- [Data extract]
__________

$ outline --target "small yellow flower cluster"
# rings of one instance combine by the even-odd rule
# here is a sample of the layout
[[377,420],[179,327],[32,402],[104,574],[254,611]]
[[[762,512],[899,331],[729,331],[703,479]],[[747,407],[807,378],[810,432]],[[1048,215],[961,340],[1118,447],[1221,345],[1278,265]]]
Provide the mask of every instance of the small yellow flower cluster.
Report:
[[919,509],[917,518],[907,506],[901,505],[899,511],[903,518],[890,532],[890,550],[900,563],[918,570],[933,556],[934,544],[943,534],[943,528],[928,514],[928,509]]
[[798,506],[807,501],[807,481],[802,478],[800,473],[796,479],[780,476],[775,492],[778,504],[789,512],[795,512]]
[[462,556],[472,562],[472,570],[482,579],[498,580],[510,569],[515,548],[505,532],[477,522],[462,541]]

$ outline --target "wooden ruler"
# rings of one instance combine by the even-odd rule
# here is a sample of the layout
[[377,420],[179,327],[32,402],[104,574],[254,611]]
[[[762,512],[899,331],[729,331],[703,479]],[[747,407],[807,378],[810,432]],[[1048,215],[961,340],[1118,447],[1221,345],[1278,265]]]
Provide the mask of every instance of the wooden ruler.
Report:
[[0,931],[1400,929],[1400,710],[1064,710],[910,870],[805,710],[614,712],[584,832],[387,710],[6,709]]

__________

- [Task item]
Calculate how many lines of the material include the string "Provide", and state that number by itself.

- [Output]
2